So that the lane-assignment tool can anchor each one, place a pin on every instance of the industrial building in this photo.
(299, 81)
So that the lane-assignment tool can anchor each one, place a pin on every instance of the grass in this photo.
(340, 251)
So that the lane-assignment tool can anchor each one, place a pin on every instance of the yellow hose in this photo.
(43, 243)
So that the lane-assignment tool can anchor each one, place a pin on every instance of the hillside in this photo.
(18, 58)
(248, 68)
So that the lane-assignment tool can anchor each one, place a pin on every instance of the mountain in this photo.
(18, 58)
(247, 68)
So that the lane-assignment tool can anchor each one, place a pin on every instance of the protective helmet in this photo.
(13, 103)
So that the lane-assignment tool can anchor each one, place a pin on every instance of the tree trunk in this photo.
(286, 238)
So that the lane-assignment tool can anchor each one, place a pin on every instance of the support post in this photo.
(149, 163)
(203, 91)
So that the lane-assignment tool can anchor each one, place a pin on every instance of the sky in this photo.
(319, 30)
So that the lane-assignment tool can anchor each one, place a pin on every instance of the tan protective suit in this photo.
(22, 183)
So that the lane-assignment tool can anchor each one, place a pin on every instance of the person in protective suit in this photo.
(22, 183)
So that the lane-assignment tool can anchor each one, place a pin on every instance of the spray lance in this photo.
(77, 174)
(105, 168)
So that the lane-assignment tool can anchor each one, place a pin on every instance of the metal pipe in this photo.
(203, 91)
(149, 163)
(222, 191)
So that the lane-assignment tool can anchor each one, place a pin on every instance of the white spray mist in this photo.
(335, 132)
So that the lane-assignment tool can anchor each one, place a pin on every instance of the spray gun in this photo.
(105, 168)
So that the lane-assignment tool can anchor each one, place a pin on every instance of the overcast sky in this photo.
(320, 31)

Exercise objective: Please print, unchanged, the lines from the one holding "pipe in this photo." through the last line of the listing above, including both and omitting the rest.

Task output:
So that the lane-assignment tool can anchor each one, place a pin on every instance of the metal pipe in this photo.
(203, 91)
(149, 163)
(222, 191)
So that the lane-assignment tool can anchor each one, place a pin on every instance of the white spray mist in this photo.
(335, 132)
So that the lane-assignment tool can anchor each one, place a pin on every instance of the spray gun in this photo.
(105, 168)
So that the lane-assignment tool can anchor each one, place a pin on every instance of the overcast sky in this photo.
(320, 31)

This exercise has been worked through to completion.